--- begin Source document ---

Harbor Freight Tools - Quality Tools at the Lowest Prices
4317-3VGA 
U.S. General CYLINDER LEAKAGE TESTER 
$39.99 
Pinpoint the source of compression problems by doing cylinder leak-down tests. Works with domestic and import engines. 
Input and leakage gauges with rubberized housing 
Air pressure: 0-7 BAR, 0-100 PSI 
Measures leak percentage from 0-100% 
1/8'' NPT manifold ports 
Brass fittings


----------



## thezman (Nov 3, 2007)

wow its a Harbor Freight junk dealer advertisement. All tools bought here warrantied for 1/2 of a usage. Support cheap CHINESE junk buy harbor freight!! I've had harbor freight tools would rather buy the crap autozone sells yes i know theirs is chinese too. I'm very verry against supporting a country that is systematically working to harm us with first poisoned cut price cat fish, then poisoned wheat that went into our pets food, and now poisonous paint on our childrens toys. If at all possible i don't buy anything made in China, and yes i'm willing to pay more for american goods when i can find them and do without non essential things that are made there.

--- end Source document ---
--- begin Dataset excerpts ---

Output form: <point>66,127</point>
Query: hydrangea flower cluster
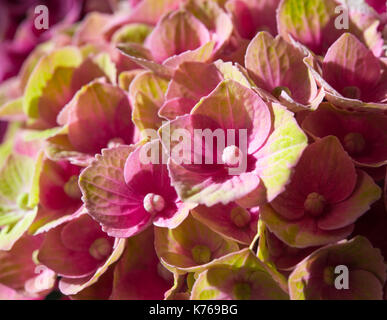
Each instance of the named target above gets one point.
<point>194,149</point>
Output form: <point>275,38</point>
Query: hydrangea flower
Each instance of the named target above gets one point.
<point>324,198</point>
<point>193,149</point>
<point>314,278</point>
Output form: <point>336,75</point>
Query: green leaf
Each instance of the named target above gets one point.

--- end Dataset excerpts ---

> _Challenges_:
A - In the cylinder leakage tester listing, what air pressure range is given?
B - Continue the forum thread about the cylinder leakage tester, picking up after its final post.

> _Responses to the tasks_:
A - 0-7 BAR, 0-100 PSI

B -
----------



## gat1954 (Nov 12, 2007)

It is all about choices,,, and whether.. you buy American of Foreign, the Idea is free competition... think the IDea, is to get the Job done,,with tools,,,, that work... and sometimes the People in this Forum only use them once... Please don't slant the Topic... Be adult...


----------



## thezman (Nov 3, 2007)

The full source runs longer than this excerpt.